▶ [THE INPUT]:
[Start]
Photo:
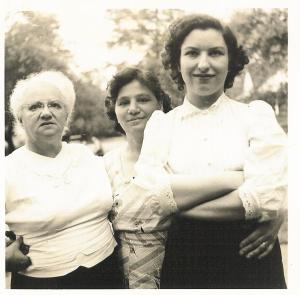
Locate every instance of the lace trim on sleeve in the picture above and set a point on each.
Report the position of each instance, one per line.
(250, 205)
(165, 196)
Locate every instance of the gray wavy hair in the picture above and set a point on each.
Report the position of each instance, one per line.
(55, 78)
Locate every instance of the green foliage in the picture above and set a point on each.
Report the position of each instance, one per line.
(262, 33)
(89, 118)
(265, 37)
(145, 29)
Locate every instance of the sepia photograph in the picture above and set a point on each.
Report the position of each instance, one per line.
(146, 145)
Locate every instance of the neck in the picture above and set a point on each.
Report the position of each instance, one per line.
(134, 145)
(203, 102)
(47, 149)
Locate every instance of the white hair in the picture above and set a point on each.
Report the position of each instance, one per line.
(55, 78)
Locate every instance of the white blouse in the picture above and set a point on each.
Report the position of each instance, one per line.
[End]
[Start]
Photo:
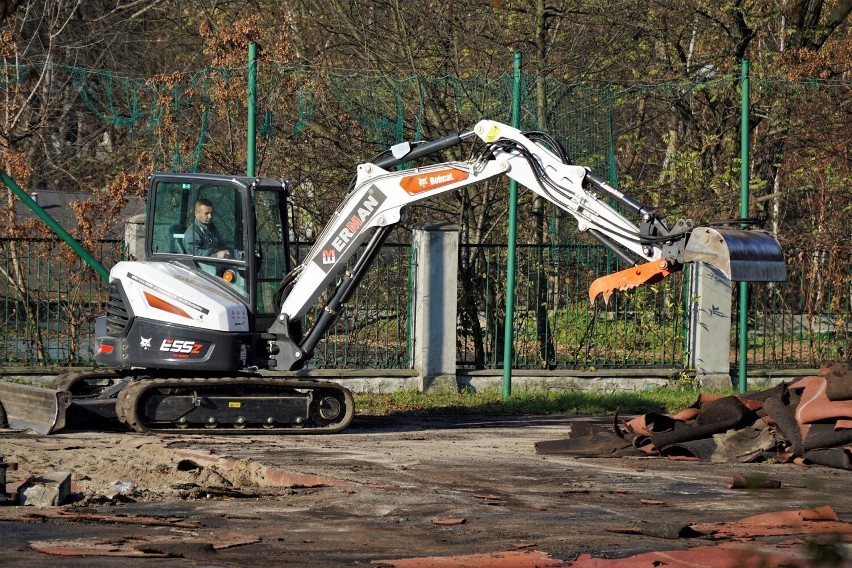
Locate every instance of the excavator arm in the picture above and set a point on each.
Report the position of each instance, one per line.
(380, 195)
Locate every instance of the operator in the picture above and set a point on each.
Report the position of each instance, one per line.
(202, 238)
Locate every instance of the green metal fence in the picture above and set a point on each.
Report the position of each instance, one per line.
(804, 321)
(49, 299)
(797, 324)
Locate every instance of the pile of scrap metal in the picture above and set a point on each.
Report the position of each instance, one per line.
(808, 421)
[End]
▶ [EXERCISE DETAILS]: Find each line in the records that contains the word "white" and copy it out in full. Match the word's case exactly.

▶ [SOLVED EXERCISE]:
Locate every instance of the white hair in the picture above and set a point on each.
Locate every instance of the white blouse in the picture above and set a point on each.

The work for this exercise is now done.